PASSAGE TO READ:
* START *

So do Republicans. Since the Dole disaster, the mantra around Washington has been simple: Don't mess with the teachers. Last year G.O.P. consultant Frank Luntz declared that Dole's attack was the least popular sentence of the entire 1996 campaign and instructed Republican candidates to "find common ground with public school teachers." As fed up as many Americans are with the sorry state of the country's public schools, they have generally regarded teachers as the good guys: the ones who stay late, who buy textbooks out of their meager salaries. So while Republicans still detest the two formidable teachers' unions--the National Education Association and the American Federation of Teachers--for their fealty to the Democrats, they know better than to sound anti-teacher. "When it comes right down to it, people like teachers," boasts A.F.T. president Sandra Feldman. "And they think they deserve to have unions."

So with voters rating education as the campaign season's top priority, the Republicans have come up with a more subtle strategy: they're focusing on how to improve teaching without taking on teachers. So far it seems to be working. g.o.p. polls show that Republicans have gained 10 points over the past six months in surveys asking which party is best able to address the education issue. In New Mexico's special house election two weeks ago, Republican Heather Wilson coasted to victory, largely on the strength of a single pro-education TV spot using a teacher to promise that "Heather will fight for higher standards for teachers." In Georgia, gubernatorial front runner Guy Millner has run commercials pledging to beef up teaching standards in the state without putting teachers down. Texas Governor George W. Bush, who is testing the presidential waters, is also going at the issue indirectly by condemning "this business of passing children through our schools who can't read." The subtext: this Governor can insert himself in the classroom but won't push teachers out of the way. New York Senator Alfonse D'Amato is the exception to the rule: while his campaign for re-election this November has embraced traditional Democratic causes as varied as the environment and health-care reform, he's nonetheless stuck to the Dole approach on education. He ripped teachers' unions early this year for "protecting the perks and privileges of their members" and called for replacing tenure with renewable five-year contracts.

* END *

EXERCISES:
1. Answer these from the article on Republicans and teachers:
(a) Which G.O.P. consultant said Dole's attack was the least popular sentence of the 1996 campaign?
(b) By how many points have Republicans gained in G.O.P. polls over the past six months?
(c) What did Alfonse D'Amato propose in place of tenure?
2. Continue the article on Republican education strategy from its final sentence.

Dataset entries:

* START *

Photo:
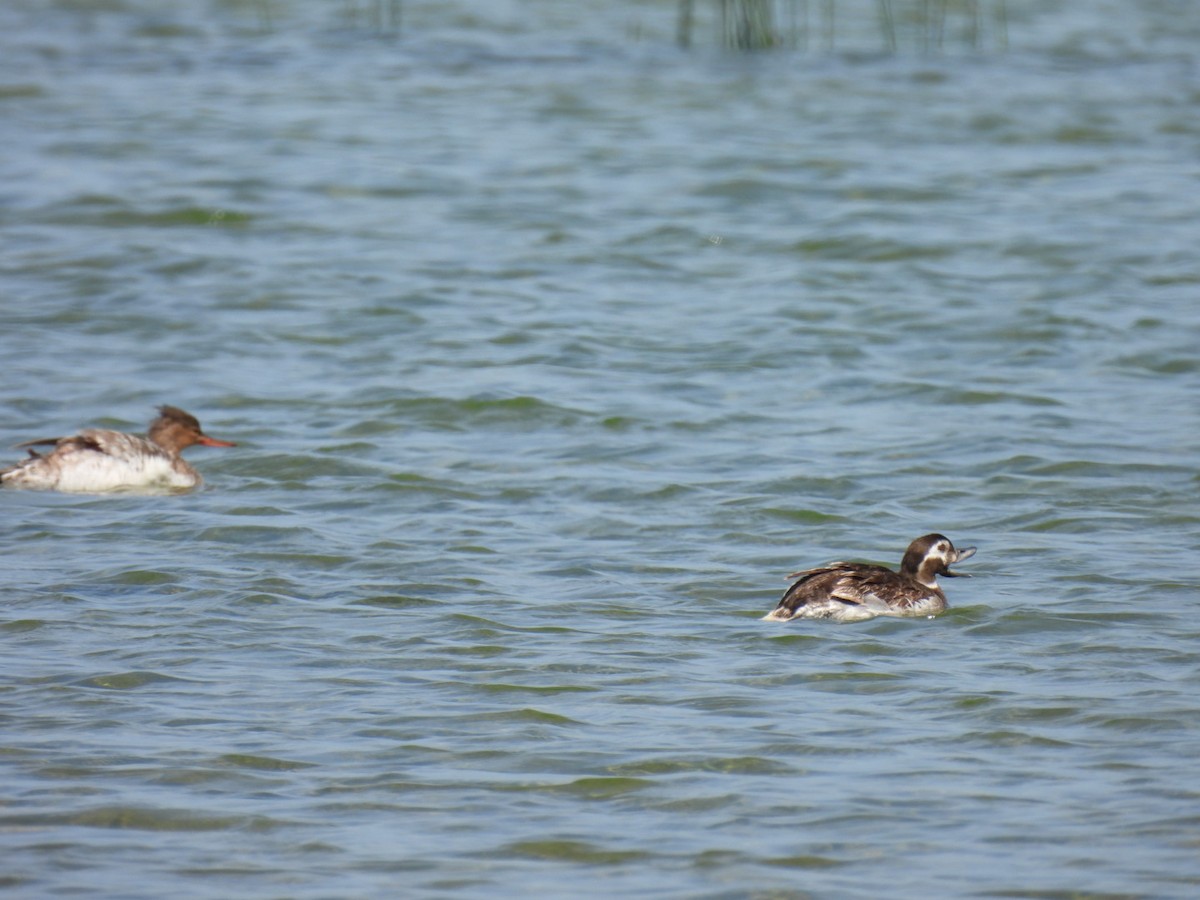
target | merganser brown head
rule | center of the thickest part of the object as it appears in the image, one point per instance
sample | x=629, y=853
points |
x=175, y=431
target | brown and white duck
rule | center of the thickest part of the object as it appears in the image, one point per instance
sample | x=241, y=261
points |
x=852, y=592
x=99, y=460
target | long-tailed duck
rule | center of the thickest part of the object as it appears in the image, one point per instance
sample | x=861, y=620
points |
x=852, y=592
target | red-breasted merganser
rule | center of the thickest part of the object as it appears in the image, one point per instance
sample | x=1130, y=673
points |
x=99, y=460
x=851, y=592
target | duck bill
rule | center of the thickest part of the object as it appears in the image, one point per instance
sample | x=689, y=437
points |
x=965, y=553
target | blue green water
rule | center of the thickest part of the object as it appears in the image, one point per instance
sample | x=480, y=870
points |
x=550, y=349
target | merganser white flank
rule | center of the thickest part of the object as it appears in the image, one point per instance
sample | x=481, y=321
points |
x=97, y=460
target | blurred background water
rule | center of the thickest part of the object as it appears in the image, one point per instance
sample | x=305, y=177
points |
x=550, y=347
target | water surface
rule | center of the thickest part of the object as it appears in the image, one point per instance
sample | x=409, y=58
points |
x=550, y=349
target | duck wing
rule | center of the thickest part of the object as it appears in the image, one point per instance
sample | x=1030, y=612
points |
x=851, y=583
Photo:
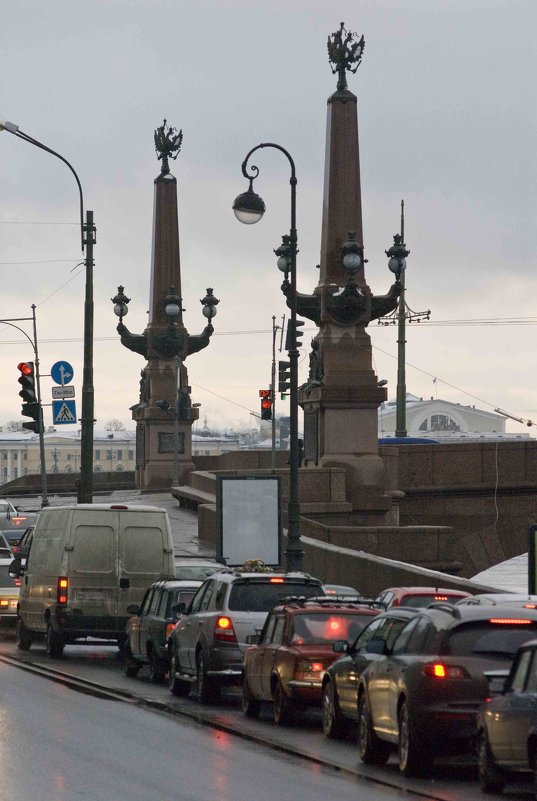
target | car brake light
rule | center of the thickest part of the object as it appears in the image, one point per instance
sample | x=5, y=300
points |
x=308, y=671
x=224, y=630
x=169, y=628
x=61, y=591
x=437, y=670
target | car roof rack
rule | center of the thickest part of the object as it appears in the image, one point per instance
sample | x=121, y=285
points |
x=444, y=606
x=324, y=600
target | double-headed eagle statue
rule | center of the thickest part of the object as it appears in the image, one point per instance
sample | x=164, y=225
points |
x=167, y=144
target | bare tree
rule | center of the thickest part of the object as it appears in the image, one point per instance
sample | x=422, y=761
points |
x=115, y=425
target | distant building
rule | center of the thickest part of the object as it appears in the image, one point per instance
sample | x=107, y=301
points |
x=20, y=455
x=442, y=420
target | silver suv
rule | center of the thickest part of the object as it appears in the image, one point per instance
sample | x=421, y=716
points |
x=207, y=644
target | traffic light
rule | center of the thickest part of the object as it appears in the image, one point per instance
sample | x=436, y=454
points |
x=284, y=380
x=266, y=404
x=297, y=334
x=30, y=407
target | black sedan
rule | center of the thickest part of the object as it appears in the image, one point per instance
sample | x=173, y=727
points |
x=340, y=681
x=423, y=697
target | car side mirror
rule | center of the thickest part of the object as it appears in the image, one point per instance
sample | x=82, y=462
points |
x=340, y=646
x=16, y=569
x=376, y=646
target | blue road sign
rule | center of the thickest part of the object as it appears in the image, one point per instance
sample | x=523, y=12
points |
x=62, y=373
x=63, y=412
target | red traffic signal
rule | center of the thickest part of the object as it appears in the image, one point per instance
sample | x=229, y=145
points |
x=266, y=404
x=27, y=381
x=31, y=407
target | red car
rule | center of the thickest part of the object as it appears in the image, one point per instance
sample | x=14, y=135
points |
x=417, y=597
x=287, y=662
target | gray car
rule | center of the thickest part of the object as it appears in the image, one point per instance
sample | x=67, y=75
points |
x=507, y=726
x=206, y=647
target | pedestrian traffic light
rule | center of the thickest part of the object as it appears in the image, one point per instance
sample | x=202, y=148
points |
x=31, y=406
x=294, y=332
x=266, y=404
x=284, y=380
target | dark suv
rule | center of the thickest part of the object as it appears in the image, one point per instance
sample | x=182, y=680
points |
x=423, y=696
x=206, y=647
x=149, y=628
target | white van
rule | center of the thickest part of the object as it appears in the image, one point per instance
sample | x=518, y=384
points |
x=86, y=564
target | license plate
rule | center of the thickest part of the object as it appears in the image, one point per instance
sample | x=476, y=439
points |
x=92, y=595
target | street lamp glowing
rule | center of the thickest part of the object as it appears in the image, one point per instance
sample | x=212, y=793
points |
x=249, y=207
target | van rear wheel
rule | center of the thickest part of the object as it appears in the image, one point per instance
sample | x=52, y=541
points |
x=55, y=643
x=24, y=637
x=157, y=671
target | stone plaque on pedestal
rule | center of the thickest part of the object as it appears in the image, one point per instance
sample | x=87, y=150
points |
x=166, y=442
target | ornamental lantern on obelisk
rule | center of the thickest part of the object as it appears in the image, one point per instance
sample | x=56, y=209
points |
x=164, y=413
x=342, y=395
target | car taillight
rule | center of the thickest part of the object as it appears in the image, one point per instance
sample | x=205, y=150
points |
x=308, y=670
x=437, y=670
x=61, y=591
x=223, y=629
x=169, y=628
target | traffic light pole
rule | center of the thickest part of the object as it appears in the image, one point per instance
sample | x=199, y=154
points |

* END *

ANSWERS IN ORDER:
1.
(a) Frank Luntz
(b) 10 points
(c) Renewable five-year contracts

2.
But here's the strangest part about the G.O.P.'s willingness to focus on teachers: Democrats are joining in. In California's Democratic gubernatorial primary, the candidates bickered over whose plan got toughest on middling teachers. The winner, Gray Davis, supports evaluations of public school teachers by their peers and the testing of teachers in their subject every five years. Although the California Federation of Teachers has endorsed Davis in the general election against Republican Dan Lungren, it was a reluctant endorsement; and Davis has accepted it reluctantly. "Teacher testing and evaluation are not things that warm the hearts of people in the teachers' unions," says Davis' campaign manager, Garry South. Meanwhile, Massachusetts Senator and Democratic presidential hopeful John Kerry said in June that "no teacher should have a lock on any job."

What's caused these jabs at one of the sacred cows of Democratic politics? In part it reflects parents' pent-up demand for the very changes to public education--school choice and, in a larger sense, classroom accountability--that teachers' unions have consistently resisted. "There's broad frustration and even antagonism out there," says Joe Nathan, director of the Center for School Change at the University of Minnesota. "Americans perceive unions as people who put the interests of their members first. They don't feel the unions pay enough concern to getting rid of ineffective teachers. They see unions as challenging and often trying to stop school reform."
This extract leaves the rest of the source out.